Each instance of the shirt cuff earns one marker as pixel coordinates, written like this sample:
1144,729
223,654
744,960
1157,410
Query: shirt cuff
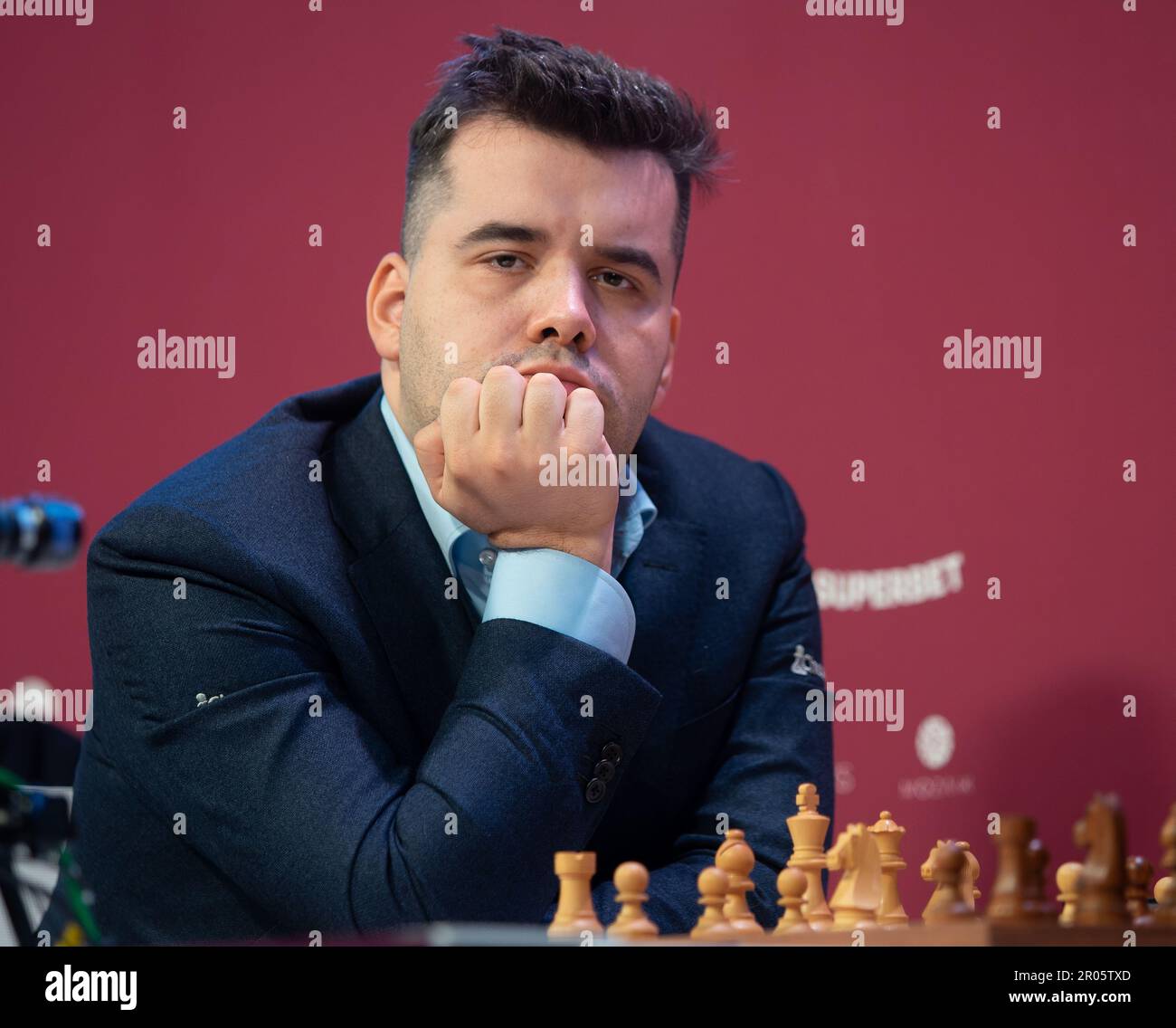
564,593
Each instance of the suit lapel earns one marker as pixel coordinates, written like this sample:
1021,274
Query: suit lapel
666,579
400,576
399,573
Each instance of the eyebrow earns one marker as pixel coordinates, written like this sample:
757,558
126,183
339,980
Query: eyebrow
502,231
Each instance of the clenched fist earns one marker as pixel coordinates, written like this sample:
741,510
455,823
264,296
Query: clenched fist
482,458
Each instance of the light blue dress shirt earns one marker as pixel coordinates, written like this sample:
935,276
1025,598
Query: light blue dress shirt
548,587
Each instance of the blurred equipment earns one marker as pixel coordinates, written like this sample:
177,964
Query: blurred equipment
40,532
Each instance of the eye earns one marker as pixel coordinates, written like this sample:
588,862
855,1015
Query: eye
622,278
502,257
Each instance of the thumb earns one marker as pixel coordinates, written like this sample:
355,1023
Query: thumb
431,455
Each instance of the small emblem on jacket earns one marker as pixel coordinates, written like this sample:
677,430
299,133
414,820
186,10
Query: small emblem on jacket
804,665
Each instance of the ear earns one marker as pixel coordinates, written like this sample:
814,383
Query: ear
386,305
675,324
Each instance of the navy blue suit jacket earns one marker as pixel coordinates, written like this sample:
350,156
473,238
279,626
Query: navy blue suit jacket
376,759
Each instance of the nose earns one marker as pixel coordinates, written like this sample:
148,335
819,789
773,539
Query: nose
561,313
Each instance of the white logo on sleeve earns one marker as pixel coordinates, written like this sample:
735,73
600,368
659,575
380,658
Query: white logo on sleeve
804,665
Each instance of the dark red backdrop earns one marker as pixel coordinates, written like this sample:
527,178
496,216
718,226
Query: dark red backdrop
299,118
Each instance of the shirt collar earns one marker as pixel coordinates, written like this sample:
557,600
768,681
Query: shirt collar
634,513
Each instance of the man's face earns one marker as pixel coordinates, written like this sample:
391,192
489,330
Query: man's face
541,293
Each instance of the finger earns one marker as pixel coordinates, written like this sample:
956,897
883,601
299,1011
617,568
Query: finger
500,408
430,448
459,413
584,420
542,409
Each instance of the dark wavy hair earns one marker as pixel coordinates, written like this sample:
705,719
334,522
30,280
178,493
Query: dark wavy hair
567,92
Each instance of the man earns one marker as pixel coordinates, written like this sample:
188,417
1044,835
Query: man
367,665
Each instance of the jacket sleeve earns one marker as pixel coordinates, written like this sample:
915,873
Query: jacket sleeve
294,796
771,749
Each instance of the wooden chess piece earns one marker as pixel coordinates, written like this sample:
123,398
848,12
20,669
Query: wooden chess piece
1165,898
1139,878
1068,890
808,829
631,880
1102,885
1034,900
574,913
972,871
792,883
1165,911
888,838
949,870
858,891
1010,886
713,925
735,858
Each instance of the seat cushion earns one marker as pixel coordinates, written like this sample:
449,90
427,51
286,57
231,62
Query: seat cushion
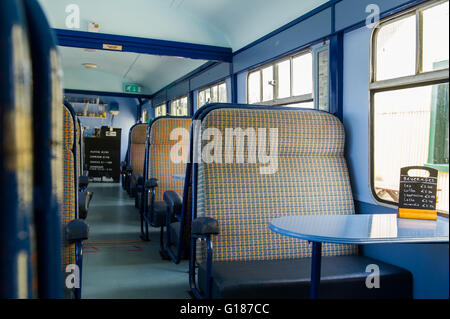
159,213
341,277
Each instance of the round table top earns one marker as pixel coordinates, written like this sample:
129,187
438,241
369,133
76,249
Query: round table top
362,228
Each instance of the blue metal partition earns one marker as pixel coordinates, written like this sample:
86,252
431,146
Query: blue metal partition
48,158
17,253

[What is required]: Retype each of the entries above exactly as it appears, with no pictures.

[Answer for this exercise]:
Each instance of the shirt cuff earns one marker as pixel coordinates, written like this sample:
1144,729
223,654
744,960
1157,410
Query: shirt cuff
564,593
Each instance of the suit lapel earns one marker as pixel coordinates, written like this sample:
1021,274
Query: suit lapel
666,579
400,576
399,573
Each instance of the eyebrow earns one marker as pixel coordinates, written like this sample:
757,558
126,183
339,980
Query: eyebrow
502,231
Each instance of the clenched fist earns one marker as pixel coordinates, written like this sample:
741,510
455,823
264,296
Query: clenched fist
482,458
Each instance of the light blue dress shirt earns one marker as pixel coordinates, written like this sample:
935,276
1025,598
Query: light blue dress shirt
548,587
Each instance of the blurred equipment earns one marker as pixel coordinates, written like this sample:
177,964
Query: blurred equipment
40,532
Each instance of the eye earns one marker as pixel coordinates, written like this sample:
588,862
855,1015
Query: eye
622,278
502,257
Each instance of the thumb earns one marker as pixel coordinates, written like this sample:
355,1023
Query: thumb
431,455
Each instance of the small emblem on jacket earns one marker as pixel coordinates, written like this sample:
677,430
299,133
414,820
186,10
Query: small emblem on jacket
804,665
Each instance of the ear earns one marker as pixel coordinates, written like this sample:
814,383
Query: ear
386,305
675,324
Each instance of the navy blue suit jacket earns one marker as pixel coordinates, written like this sample:
350,156
473,238
279,626
Query: navy blue suit jacket
376,759
Each instance of the nose earns one marker as pixel coordinates, written like this sample:
148,335
819,789
773,539
Query: nose
561,313
Each instance of the white logo on sleeve earns one marker as pixel coordinates, written like this sample:
735,73
600,368
659,575
380,658
Query: white logo on sleeve
804,665
Each instance of the dark red backdrop earns one marker as pixel coordinates, written like this sample:
527,178
496,216
718,226
Query: dark red backdrop
299,118
Each instance of the shirt collar earns one marker as pixel coordinates, written like this sample:
557,600
768,681
Query: shirt collar
634,513
Each instance of the man's face earns one marker as pixel coordinates, written like this sample:
391,192
489,330
Query: man's face
541,293
Each instance of the finger earns one marker as pixel coordinates, written like this sample:
956,897
883,601
299,1011
617,568
Query: finger
500,408
430,448
459,413
584,420
542,409
Each instance of the dark wavy hair earns one marker as pixel coordinates, written like this sample:
705,719
334,522
30,280
178,493
Query: dark wavy hair
567,92
Each instance of the man earns one marker as pixel coordinates, written like this sample:
188,417
1044,835
Query: man
367,665
Each instance of the jacket sleeve earns one marker as pixel coordinates, written like this sample:
915,873
Query: jacket sleeve
294,796
771,749
Each instance of the wooden chess piece earns one marker as pixel coordinates, written like this sample:
123,398
848,12
20,669
Query: wooden chess piece
1165,898
1139,878
1068,890
808,829
631,880
1102,885
1034,900
574,913
972,871
792,883
1165,911
888,838
949,870
858,891
1010,886
713,925
735,858
Each instance of the seat cushion earns one marker as pixel coordinates, written like this sample:
449,90
427,51
286,57
231,62
Query: seat cushion
159,213
341,277
Each instance of the round table top earns one marker as pixel coordinates, written like this sample:
129,187
438,241
369,133
76,249
Query: round table top
362,228
Each instance of the blue metal partition earns one marker as pixel coordinates, written like this sample:
86,252
431,146
Query: blue metal partition
48,158
17,253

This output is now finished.